- [Work required]: Extend the tortilla wings recipe below, starting right after its last sentence.

- [Passage given]:
★ ★ ★

MEXICAN-STYLE TORTILLA WINGS



Mexican-Style Tortilla Wings image

In this spicy, crunchy recipe, ground-up tortilla chips create an irresistible coating for baked wings that are filled with the traditional chile and cumin flavors found south of the border.

Provided by Food Network

Categories     appetizer

Time 50m

Yield 6 servings

Number Of Ingredients 9

36 ounces plain tortilla chips
1 1/2 cups corn oil
1/4 cup mild chili powder
3 teaspoons dried oregano
3 teaspoons ground cumin
1 teaspoons cayenne pepper
1 teaspoon paprika
1/2 teaspoon freshly ground black pepper
30 chicken wings, small wing joint removed

Steps:

  • Preheat the oven 375 degrees F. Oil a large baking sheet.
  • Using a food processor or blender, pulverize the tortilla chips until finely ground, then place them in a bowl.
  • In a separate bowl, whisk together the corn oil, chili powder, oregano, cumin, cayenne pepper, paprika, and black pepper. Dip the wings into the oil mixture, let excess oil drip off, then dredge them in the tortilla coating. Place coated wings on a large oiled baking sheet and bake for 35 to 40 minutes, following the method below, until the tortilla coating is browned and uniformly crispy.

★ ★ ★

- [Given entries]:

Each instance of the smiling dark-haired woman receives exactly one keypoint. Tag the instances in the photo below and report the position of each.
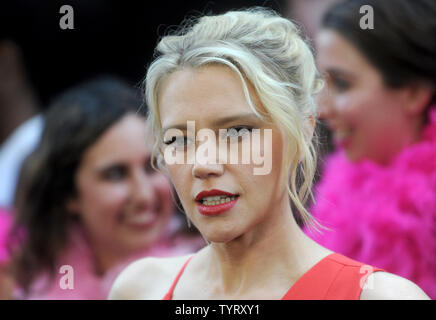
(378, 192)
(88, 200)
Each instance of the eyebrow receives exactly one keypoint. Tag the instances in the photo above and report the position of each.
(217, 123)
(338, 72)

★ ★ ★

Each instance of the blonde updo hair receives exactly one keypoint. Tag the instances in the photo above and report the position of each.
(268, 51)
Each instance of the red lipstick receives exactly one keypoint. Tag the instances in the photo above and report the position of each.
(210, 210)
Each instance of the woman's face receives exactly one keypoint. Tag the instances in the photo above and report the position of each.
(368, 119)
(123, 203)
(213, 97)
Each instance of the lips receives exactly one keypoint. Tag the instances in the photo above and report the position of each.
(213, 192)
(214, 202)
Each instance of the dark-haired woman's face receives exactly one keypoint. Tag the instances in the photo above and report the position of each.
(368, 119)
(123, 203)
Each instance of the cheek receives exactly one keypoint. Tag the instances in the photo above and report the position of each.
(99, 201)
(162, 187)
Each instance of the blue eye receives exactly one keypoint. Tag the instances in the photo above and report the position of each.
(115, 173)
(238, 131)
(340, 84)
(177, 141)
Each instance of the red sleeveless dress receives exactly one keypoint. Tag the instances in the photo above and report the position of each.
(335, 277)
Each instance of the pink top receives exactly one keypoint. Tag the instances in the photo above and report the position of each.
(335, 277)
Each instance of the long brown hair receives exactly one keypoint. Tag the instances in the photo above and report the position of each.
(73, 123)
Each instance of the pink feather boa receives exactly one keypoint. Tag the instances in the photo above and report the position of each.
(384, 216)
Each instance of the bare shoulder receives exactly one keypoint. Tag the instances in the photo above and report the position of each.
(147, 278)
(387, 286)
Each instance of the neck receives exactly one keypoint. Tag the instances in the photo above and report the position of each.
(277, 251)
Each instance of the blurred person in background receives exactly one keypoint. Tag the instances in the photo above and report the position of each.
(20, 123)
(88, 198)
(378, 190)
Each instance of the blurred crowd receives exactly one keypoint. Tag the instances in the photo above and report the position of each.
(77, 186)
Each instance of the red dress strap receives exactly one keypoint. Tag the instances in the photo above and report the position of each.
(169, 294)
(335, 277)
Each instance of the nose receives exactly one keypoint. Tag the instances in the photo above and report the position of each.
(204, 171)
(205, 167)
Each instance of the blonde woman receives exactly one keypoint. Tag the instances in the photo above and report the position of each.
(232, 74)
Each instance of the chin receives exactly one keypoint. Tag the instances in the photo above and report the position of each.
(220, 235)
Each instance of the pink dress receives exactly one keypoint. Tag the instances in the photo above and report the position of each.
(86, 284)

★ ★ ★

- [Exercise output]:
  • Method for Baking Wings: Using a paper towel, lightly oil a 9 by 13-inch baking sheet to prevent wings from sticking. Place your prepared wings in a single layer on a prepared baking sheet and bake in a preheated 350 degrees F oven until crispy brown, 30 to 40. If you are using a marinade, you can periodically baste wings for the first 15 minutes. If you are applying a barbecue glaze, apply during the last 10 minutes of cooking. For extra-crispy wings, you may place the wings under the broiler to 2 to 3 minutes at the end of cooking.